--- start Records shown ---

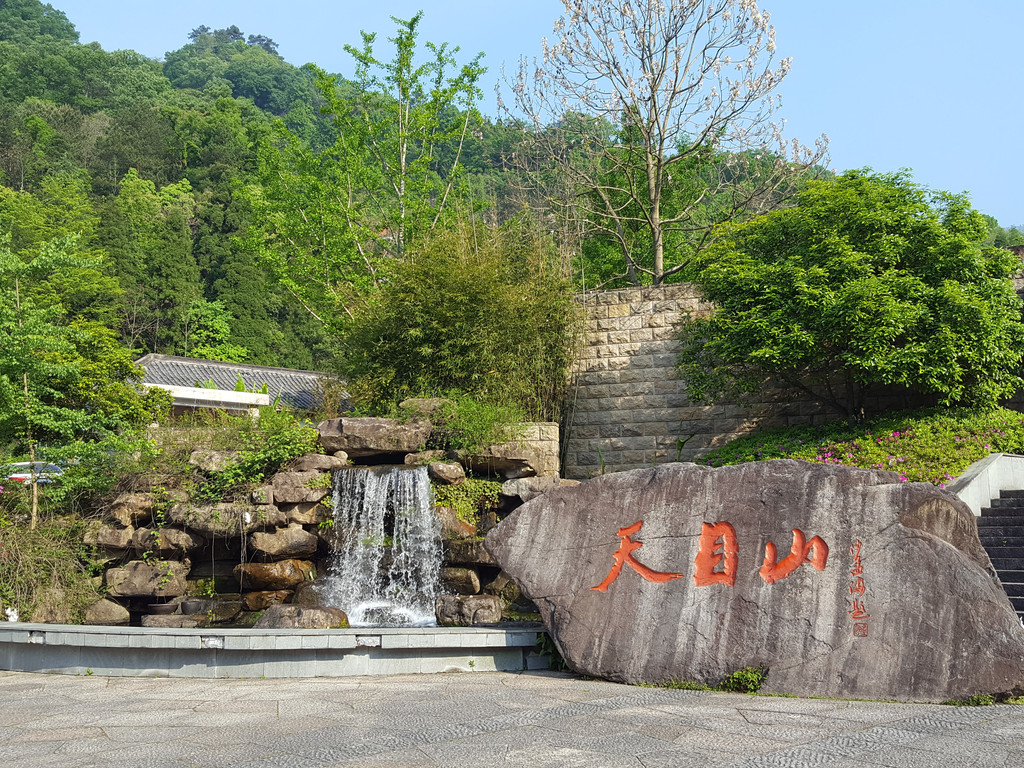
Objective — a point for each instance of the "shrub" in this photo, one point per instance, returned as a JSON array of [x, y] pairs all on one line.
[[469, 499], [869, 280], [465, 425], [263, 445], [931, 445], [478, 311]]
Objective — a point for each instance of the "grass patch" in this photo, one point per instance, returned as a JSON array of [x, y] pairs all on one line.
[[747, 680], [931, 445], [468, 499]]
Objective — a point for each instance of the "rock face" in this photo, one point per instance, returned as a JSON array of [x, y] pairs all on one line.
[[293, 487], [318, 462], [285, 543], [138, 579], [448, 474], [467, 610], [301, 617], [107, 612], [220, 520], [272, 576], [165, 542], [365, 436], [843, 583]]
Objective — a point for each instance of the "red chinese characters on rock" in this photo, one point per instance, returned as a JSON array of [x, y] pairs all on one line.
[[718, 557], [801, 552], [858, 588], [624, 556], [718, 545]]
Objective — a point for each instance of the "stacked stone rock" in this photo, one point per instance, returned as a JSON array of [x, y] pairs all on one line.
[[630, 411], [262, 555]]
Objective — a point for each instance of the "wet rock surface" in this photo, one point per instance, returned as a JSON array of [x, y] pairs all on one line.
[[138, 579], [272, 576], [369, 436], [842, 583], [468, 610]]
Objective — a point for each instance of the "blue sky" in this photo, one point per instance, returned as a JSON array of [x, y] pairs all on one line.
[[931, 85]]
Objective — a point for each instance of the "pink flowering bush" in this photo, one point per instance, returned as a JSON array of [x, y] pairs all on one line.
[[932, 445]]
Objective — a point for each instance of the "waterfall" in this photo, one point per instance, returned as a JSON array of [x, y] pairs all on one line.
[[386, 568]]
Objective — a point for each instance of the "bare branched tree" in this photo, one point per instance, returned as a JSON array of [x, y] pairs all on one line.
[[657, 116]]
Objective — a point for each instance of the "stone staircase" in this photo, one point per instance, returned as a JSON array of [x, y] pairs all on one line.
[[1001, 530]]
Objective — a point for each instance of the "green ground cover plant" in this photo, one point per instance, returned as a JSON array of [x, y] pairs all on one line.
[[468, 499], [930, 445]]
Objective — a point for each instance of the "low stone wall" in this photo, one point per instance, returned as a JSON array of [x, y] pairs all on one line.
[[135, 651], [629, 410]]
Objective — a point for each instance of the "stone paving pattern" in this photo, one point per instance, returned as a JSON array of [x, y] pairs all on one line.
[[476, 719]]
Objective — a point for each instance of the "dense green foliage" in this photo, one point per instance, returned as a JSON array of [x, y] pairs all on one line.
[[45, 574], [923, 446], [477, 311], [869, 280], [468, 499]]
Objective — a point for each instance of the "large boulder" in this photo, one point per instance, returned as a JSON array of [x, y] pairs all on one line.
[[132, 509], [317, 462], [467, 552], [282, 544], [300, 487], [221, 520], [139, 579], [526, 488], [841, 582], [452, 525], [467, 610], [165, 543], [301, 617], [263, 577], [461, 581], [446, 473], [111, 538], [107, 612], [366, 436], [212, 461]]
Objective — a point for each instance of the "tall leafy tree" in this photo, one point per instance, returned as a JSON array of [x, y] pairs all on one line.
[[689, 81], [869, 280]]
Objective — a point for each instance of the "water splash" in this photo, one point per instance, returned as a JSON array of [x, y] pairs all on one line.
[[386, 568]]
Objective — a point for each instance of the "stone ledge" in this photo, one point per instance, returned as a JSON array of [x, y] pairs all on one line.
[[134, 651]]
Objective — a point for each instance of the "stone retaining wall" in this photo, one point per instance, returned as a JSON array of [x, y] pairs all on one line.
[[628, 409]]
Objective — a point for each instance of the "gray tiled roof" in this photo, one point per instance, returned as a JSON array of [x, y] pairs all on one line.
[[295, 388]]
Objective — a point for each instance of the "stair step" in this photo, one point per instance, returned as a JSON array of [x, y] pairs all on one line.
[[987, 513], [1006, 553], [1004, 564], [994, 543], [994, 527]]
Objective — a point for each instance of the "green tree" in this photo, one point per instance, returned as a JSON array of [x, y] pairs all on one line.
[[688, 81], [480, 312], [869, 280], [147, 233], [26, 20], [390, 133]]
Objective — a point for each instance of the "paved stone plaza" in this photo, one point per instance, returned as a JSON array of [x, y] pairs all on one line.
[[476, 719]]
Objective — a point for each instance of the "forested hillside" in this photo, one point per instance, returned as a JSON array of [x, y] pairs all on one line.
[[147, 163]]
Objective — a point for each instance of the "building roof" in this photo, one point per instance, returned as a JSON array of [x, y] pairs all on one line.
[[298, 389]]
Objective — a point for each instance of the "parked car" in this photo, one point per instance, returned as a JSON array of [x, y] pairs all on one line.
[[25, 471]]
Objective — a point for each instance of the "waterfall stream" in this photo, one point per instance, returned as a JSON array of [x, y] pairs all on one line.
[[386, 568]]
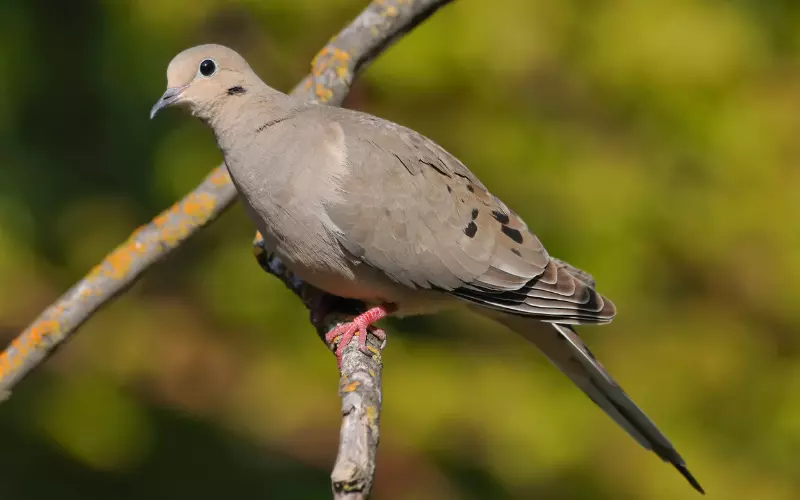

--- end Records shown ---

Directions:
Reproduce all of the material above word for word, leaving out the pictures.

Solution to the exercise:
Objective — a point for each instance of the "shrub" in this photo, one point per instance, returned as a JSON array of [x, y] pairs all on one line.
[[469, 499], [869, 280], [465, 425], [263, 445], [931, 445], [478, 311]]
Objective — a point for each instance of the "grass patch" in this photo, one point per instance, returned as a JSON array of [x, y] pairs all on one line.
[[747, 680], [931, 445], [468, 499]]
Objective — a point for each instance of the "rock face" in this photo, one point per instance, returned as a JSON array of [x, y] pairs all on one line.
[[293, 487], [318, 462], [285, 543], [138, 579], [448, 474], [467, 610], [301, 617], [107, 612], [220, 520], [272, 576], [165, 542], [365, 436], [843, 583]]
Objective — a point for each instance of the "red chinese characters on rock" in this photo, one point per instance, returned as a JSON array of [x, y] pairs all on one line.
[[718, 557], [801, 552], [858, 588], [624, 556], [718, 545]]
Objective — a point for each instance of the "stacked stone rock" in this photo, one point per instance, returned as a JSON array of [x, y] pairs all on one line.
[[630, 411], [262, 555]]
Objective — a point for each instance of the "wet rock surface" in this photo, one point per instance, returned as a JSON array of [x, y] pairs all on one line.
[[138, 579], [272, 576], [369, 436], [842, 583], [468, 610]]
Objective — a point for each instance of the "blue sky" in this photo, one point per instance, returned as a JSON array of [x, y] pairs all on one line.
[[931, 85]]
Objective — a point for each instance of the "pink flowering bush" in this photo, one point per instance, returned as a JSON array of [x, y] pairs all on one line.
[[932, 445]]
Objective — a point for each instance of the "waterfall" in this photo, one point per instance, returned as a JSON array of [x, y] pairs all on one line.
[[386, 568]]
Objective — a point for each instance of the "bare branched tree" in this photo, one point per instance, returned as a JSON array of [x, y] pairs all on one line.
[[657, 116]]
Objective — a point for each instance of the "stone staircase" in this photo, one point per instance, returned as a JSON array of [x, y] pairs all on one line.
[[1001, 530]]
Objective — a point for each instance of the "green ground cover plant" in this photo, one point per instance, returned as a JSON array of [x, y] pairs all on one line.
[[468, 499], [930, 445]]
Objective — a point for each instance of the "low stone wall" in this photo, one point per instance, returned as a JSON array of [x, y] pairs all on one line.
[[135, 651], [629, 410]]
Objective — a point for each instance of the "stone paving pattern" in this photo, one point per instance, returned as a JSON array of [x, y] pairs all on one line.
[[476, 719]]
Objective — a point for each instance of the "dense green foliage" in this photo, one point per instance, returned as a JSON array of [x, y] pairs all on one line.
[[45, 574], [923, 446], [477, 311], [869, 280], [468, 499]]
Objective — a point for each instance of the "large boulder" in this photo, one point per instance, returned as a JSON array of [x, y] pairs all on one line.
[[132, 509], [317, 462], [467, 552], [282, 544], [300, 487], [221, 520], [139, 579], [526, 488], [841, 582], [452, 525], [467, 610], [165, 543], [301, 617], [263, 577], [461, 581], [446, 473], [111, 538], [107, 612], [366, 436], [212, 461]]
Objective — a point for each instance of the "tall leafy tree" in this photo, one point per instance, returned as a JSON array of [x, y] pairs all on one line.
[[689, 81], [869, 280]]
Objective — a point for each instance of the "water splash" in this photo, one point per instance, returned as a JSON array of [x, y] pairs all on one line.
[[386, 568]]
Objective — a point for each instance of the "stone ledge" in this photo, one point per instance, returned as a JSON array of [x, y] pairs all on one line.
[[134, 651]]
Objective — a point for each instance of the "stone retaining wall" in this photo, one point per instance, returned as a JSON array of [x, y] pairs all on one line.
[[628, 409]]
Objective — a point for each instance of the "gray tiled roof" in this photo, one point per instance, returned as a JSON array of [x, y] pairs all on one line.
[[295, 388]]
Objective — a point for each instance of the "stair step" in this photo, one point per instance, returned as a JSON array of [x, y] pairs all on one line.
[[987, 513], [1006, 553], [1004, 564], [994, 543], [994, 527]]
Objective — a point for each instance of the "green tree" in this photo, one point per instance, returned as a JSON array of [x, y] pairs all on one line.
[[688, 81], [480, 312], [869, 280], [147, 233], [26, 20], [390, 133]]
Objective — a point for each instance of the "paved stone plaza" in this photo, one point per instance, returned as a JSON array of [x, y] pairs all on one line.
[[476, 719]]
Objective — a point for each instance of the "forested hillside" in this photo, one point per instance, returned as a JSON array of [x, y] pairs all on one line.
[[147, 163]]
Objective — a point for each instance of the "building roof" in this photo, one point per instance, returned as a JSON array of [x, y] pairs all on one line.
[[298, 389]]
Objective — a point for each instance of the "parked car" in this photo, one point per instance, returned as a JSON array of [x, y] pairs all on one line.
[[25, 471]]
Objective — a point for each instance of the "waterfall stream" in this photo, one point per instance, returned as a JSON array of [x, y] pairs all on one line.
[[386, 568]]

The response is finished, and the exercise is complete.